Document |
□ □ □ □ □

Originally posted by mheinemann
The only suggestion I can think of is being able to import your current robots.txt
Good idea... it shouldn't be too hard to implement. :)

mheinemann
03-01-2003, 11:47 PM
And maybe being able to manually edit it as well.

stryka
03-09-2003, 01:18 AM
My current robots.txt file is not being overwritten when I click submit?

I made the changes to the .htaccess file... is there anything else i should look @ ??

Thanx

MUG
04-12-2003, 02:05 PM
1.1 Beta released. It includes the following bug fixes / additions:[list=1] Stripping of comments from generated file (although it is in the robots.txt specification, some bots choke on them)
Repairs newlines in generated file (old version sometimes produced \r\r\n)
Cleaner interface for control panel
Several other things I can't remember :confused:[/list=1]

Mickie D
05-29-2003, 12:36 PM
thanks for this hack its very useful and i think it should be a full release :)

i have one problem and it has nothing to do with your script :)

where can i find info on what bots i should ban i never had turnit in bot banned b4 .. why is that bot bad ???

PixelFx
05-29-2003, 04:34 PM
very cool, now I don't need to do this manually all the time ;) thank you for sharing :)

□ □ □ □ □

Record list |
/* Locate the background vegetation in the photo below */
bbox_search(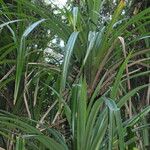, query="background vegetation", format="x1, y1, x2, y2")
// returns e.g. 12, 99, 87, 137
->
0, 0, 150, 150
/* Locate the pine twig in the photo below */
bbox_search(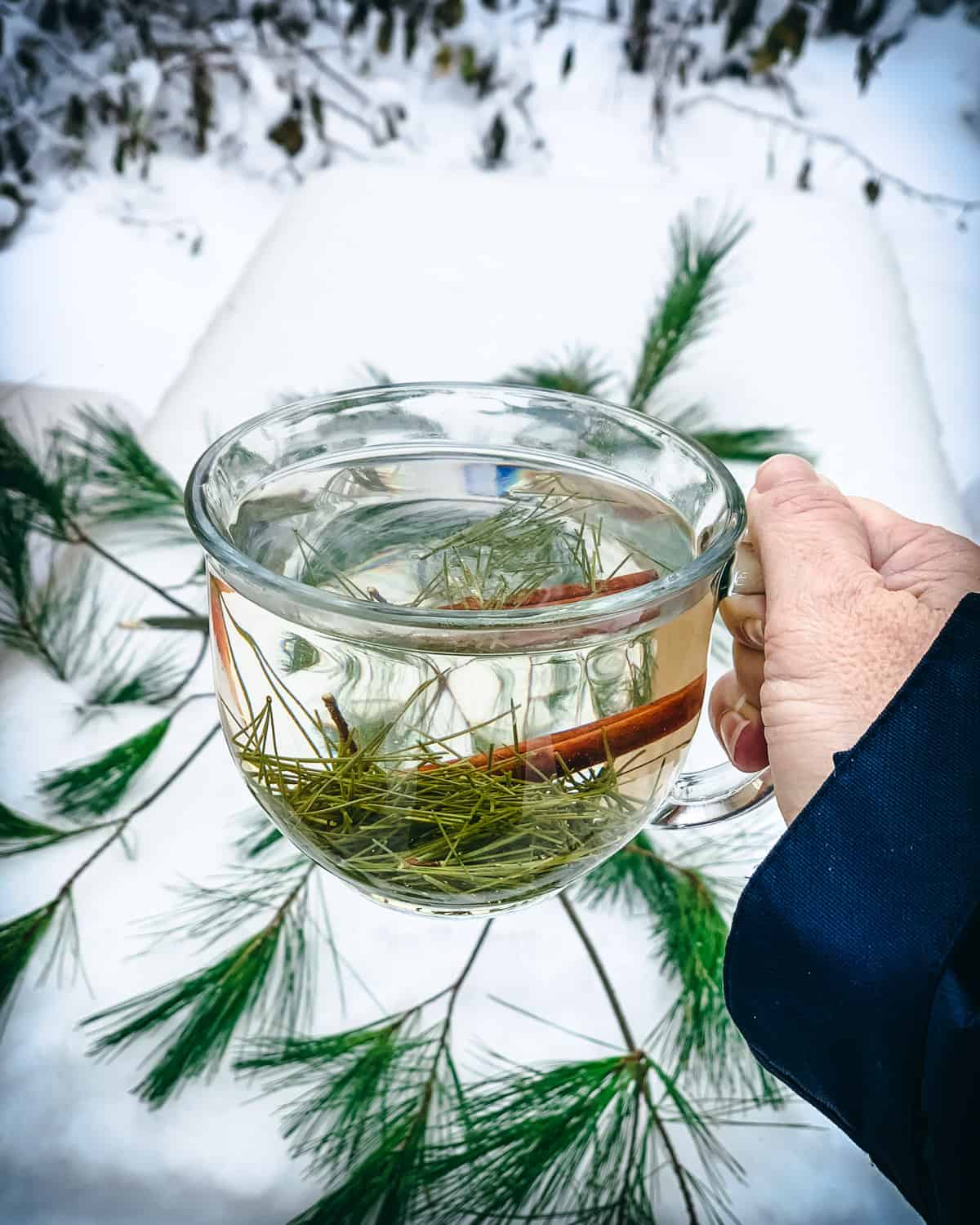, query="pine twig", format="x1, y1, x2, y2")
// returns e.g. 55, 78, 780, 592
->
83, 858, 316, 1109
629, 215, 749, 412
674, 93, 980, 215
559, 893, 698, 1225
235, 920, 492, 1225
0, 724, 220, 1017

□ □ □ □ □

Description of the task | Please write the next part of the robots.txt forum thread, picking up after its final post. The entries have nothing to do with the robots.txt forum thread.

Solved problem |
stryka
07-30-2003, 09:00 PM
I get an error after i updated to 1.1

Fatal error: db_connect(): Failed opening required '' (include_path='') in /home/name/public_html/robots.php on line 63

MUG
07-30-2003, 09:38 PM
Did you change $vB_Config_Path to the correct path?

daFish
10-07-2003, 08:06 AM
Great addition.
Ar their any plans for a new version?

-Fish

sabret00the
11-04-2003, 07:19 PM
nice little hack this :)

gmarik
11-12-2003, 06:00 PM
.htaccess error

I wanted to have "club/rules"

RewriteEngine On
Options +FollowSymlinks
RewriteBase /
RewriteRule ^club/rules\/?$ /announcement.php?s=&forumid=10 but this does not works, other rewrites work, but I could not make it either with forum names (club/f12, club/f45 taking the ID's)

peterska2
12-01-2003, 01:00 PM
I like this idea but how do I create a .htaccess file?

Is it just an extension like .txt or .php ?

Or is it something completely different?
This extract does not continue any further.